→ Exercise directions
Reproduce each of the following items verbatim, preserving every line as given.
# START OF Dataset records
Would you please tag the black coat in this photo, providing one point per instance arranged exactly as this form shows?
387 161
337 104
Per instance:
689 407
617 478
# END OF Dataset records
→ The solution
Would you please tag the black coat in this photo, providing one point per instance arranged exactly as this form shows?
387 161
337 104
Per instance:
689 407
617 478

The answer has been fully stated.